* BEGIN Extracted text *

The PQ EOTF is the mathematical function that a TV uses to convert the 1s and 0s of an HDR signal into the brightness level displayed by the TV. We measure how accurately the TV implements this function as part of our TV processing test suite. Good EOTF tracking is important if you care about creative intent, as a TV that tracks the PQ EOTF properly displays an image that's closer to how the content creator intended.
Test Methodology Coverage
Our PQ EOTF test was originally added as a standalone test as part of Test Bench 1.8. Before then, we measured this as part of our HDR Brightness test, but it wasn't scored separately. The scoring curves were changed as part of update 2.0, so while the results are directly comparable across any review, reviews scored on version 2.0 or later can't be compared to reviews scored on anything before 2.0. Learn more about how our test benches and scoring system work.
| 1.8+ (Test results only) | |
|---|---|
| 600 Nit Tracking Delta | ✅ |
| 1,000 Nit Tracking Delta | ✅ |
| 4,000 Nit Tracking Delta | ✅ |
When It Matters
In HDR, the content creator sets the exact brightness of every part of a scene. For example, if there's a lamp in a scene that's supposed to be 250 cd/m² (also called nits), then the TV should display it at 250 cd/m². However, not all TVs do this perfectly, so some scenes might be displayed brighter than they should be, and some may be dimmer than they should be. The PQ EOTF test tells us how accurately a TV implements this function, which in turn shows us one aspect of how well a TV respects the content creator's intent.

* END Extracted text *
* BEGIN Given entries *

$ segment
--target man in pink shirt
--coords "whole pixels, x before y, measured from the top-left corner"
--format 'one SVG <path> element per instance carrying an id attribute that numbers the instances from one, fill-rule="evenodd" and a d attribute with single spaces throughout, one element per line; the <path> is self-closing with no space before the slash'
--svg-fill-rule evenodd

* END Given entries *

Task set:
1. In the PQ EOTF page, rewrite the stretch from "Test Methodology Coverage" through "scoring system work.", replacing "standalone" with "separate".
2. Answer these questions using the PQ EOTF page:
(a) In which Test Bench was the PQ EOTF test first added as a standalone test?
(b) At which three brightness levels is a tracking delta listed?
(c) In the lamp example, at what brightness should the TV display the lamp?
3. Rewrite the paragraph of the PQ EOTF page that begins "In HDR, the content creator sets" in a shorter form, keeping its main facts.

Solutions for each task:
1.
Test Methodology Coverage
Our PQ EOTF test was originally added as a separate test as part of Test Bench 1.8. Before then, we measured this as part of our HDR Brightness test, but it wasn't scored separately. The scoring curves were changed as part of update 2.0, so while the results are directly comparable across any review, reviews scored on version 2.0 or later can't be compared to reviews scored on anything before 2.0. Learn more about how our test benches and scoring system work.

2.
(a) Test Bench 1.8
(b) 600, 1,000, and 4,000 nits
(c) 250 cd/m² (nits)

3. In HDR, the content creator sets the exact brightness of every part of a scene. For example, a lamp meant to be 250 cd/m² should appear at 250 cd/m² on the TV. Not all TVs manage this perfectly, so some scenes may look brighter or dimmer than intended. The PQ EOTF test measures how accurately a TV implements this function, which shows one aspect of how well it respects the content creator's intent.